## Extract
__________

U.S. cattle are hitting record weights and the heavier trend should continue next year, but beef production will still fall short of demand and keep prices high, industry experts said.
Breeding bigger cattle is the only way to raise domestic beef supplies while ranchers struggle to rebuild the national herd, which is at its lowest level since 1951. Ranchers rushed animals to market to avoid high-priced feed caused by several years of drought. It takes around two years to raise a calf to maturity.
Processors are so desperate for meat supplies that they have stopped docking feedlots for carcass weights over 900 lbs, encouraging farmers to grow cattle bigger.
Corn prices near five-year lows and record prices of $170-plus per cwt for cattle also offer incentives, said Troy Marshall, owner of Marshall Cattle Company in Colorado. The company sells breeding cattle and retains part ownership of some while they fatten in feedlots.
Latest U.S. Department of Agriculture (USDA) data shows that during the week of Nov. 8, average steer and heifer carcasses weighed a record 903 lbs and 830 lbs respectively.
Those weights, on average, could hit 884 lbs for a steer and 808 lbs for heifers in 2015, up 12 lbs and 8 lbs respectively on this year's averages, University of Missouri economist Ron Plain said. Cattle weights typically dip in summer and winter.
Total beef production, however, is likely to be 23.7 billion lbs in 2015, down from 24.5 billion lbs this year, according to the USDA, as heifers are held back for breeding to increase cattle numbers.
And while consumption is also forecast to slip as high prices curb spending, it will still exceed production, the USDA predicts. It puts total 2015 beef consumption at 23.9 billion lbs, down from 24.8 billion lbs this year.
Per capita consumption in 2015 is seen at 52.2 lbs compared with 54.6 lbs.
"In the short term, beef demand is weaker because consumers are feeling sticker shock and looking at other proteins," said Mike Martin, spokesman for Cargill Inc, one of the country's biggest meat producers.
But tight supplies should keep beef expensive through 2015.
The USDA said on Tuesday beef prices could climb 5 percent in 2015, up from its forecast of 3.5 percent a month ago. Retail beef prices last month hit $6.24 per lb, down 2 cents from the September record, USDA data show.

__________

## What you will do
Decide whether each statement agrees with the cattle article, answering yes or no and quoting the deciding words: (a) The national cattle herd is at its lowest level since 1951. (b) The USDA expects 2015 beef production to exceed consumption. (c) Processors now dock feedlots for carcass weights over 900 lbs. Please rely on the cattle article alone.

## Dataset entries
__________

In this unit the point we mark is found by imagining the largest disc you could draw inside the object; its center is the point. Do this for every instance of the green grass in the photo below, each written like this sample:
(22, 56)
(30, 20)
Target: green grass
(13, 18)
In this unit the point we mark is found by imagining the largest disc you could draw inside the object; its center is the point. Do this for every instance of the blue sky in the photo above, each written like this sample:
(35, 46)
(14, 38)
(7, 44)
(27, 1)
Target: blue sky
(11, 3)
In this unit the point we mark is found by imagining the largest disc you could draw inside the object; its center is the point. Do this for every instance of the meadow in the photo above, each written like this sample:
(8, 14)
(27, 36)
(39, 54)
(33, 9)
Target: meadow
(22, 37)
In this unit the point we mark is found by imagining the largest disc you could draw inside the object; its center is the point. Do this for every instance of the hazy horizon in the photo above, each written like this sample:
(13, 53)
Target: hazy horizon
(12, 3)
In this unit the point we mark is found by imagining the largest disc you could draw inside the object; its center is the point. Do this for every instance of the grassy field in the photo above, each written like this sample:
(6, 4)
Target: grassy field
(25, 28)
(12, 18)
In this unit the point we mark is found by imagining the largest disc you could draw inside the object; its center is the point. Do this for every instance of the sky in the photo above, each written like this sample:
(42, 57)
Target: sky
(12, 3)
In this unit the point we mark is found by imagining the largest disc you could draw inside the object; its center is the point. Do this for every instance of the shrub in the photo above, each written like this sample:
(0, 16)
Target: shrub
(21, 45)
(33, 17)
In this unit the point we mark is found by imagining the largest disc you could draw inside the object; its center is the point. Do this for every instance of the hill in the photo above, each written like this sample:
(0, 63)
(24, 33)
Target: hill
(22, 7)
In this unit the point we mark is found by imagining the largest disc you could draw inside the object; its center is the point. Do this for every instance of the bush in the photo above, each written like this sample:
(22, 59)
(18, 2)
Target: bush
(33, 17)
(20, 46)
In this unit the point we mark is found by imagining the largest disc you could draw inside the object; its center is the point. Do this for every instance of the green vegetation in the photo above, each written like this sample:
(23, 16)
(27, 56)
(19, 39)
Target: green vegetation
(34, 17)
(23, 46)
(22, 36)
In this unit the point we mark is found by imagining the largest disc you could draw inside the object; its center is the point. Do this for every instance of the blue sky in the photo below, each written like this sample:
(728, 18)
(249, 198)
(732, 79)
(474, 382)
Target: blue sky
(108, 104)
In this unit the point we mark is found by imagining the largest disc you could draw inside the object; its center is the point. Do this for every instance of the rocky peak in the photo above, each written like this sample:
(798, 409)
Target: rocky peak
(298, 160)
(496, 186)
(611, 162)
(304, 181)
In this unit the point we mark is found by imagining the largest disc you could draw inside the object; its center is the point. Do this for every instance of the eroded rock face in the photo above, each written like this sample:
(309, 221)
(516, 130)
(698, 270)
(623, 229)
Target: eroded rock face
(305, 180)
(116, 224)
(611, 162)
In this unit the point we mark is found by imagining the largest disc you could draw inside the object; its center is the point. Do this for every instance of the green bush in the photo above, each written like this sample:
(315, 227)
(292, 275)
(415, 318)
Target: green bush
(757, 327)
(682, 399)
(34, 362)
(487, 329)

__________

## Written reply
(a) Yes: "which is at its lowest level since 1951"
(b) No: "it will still exceed production"
(c) No: "they have stopped docking feedlots for carcass weights over 900 lbs"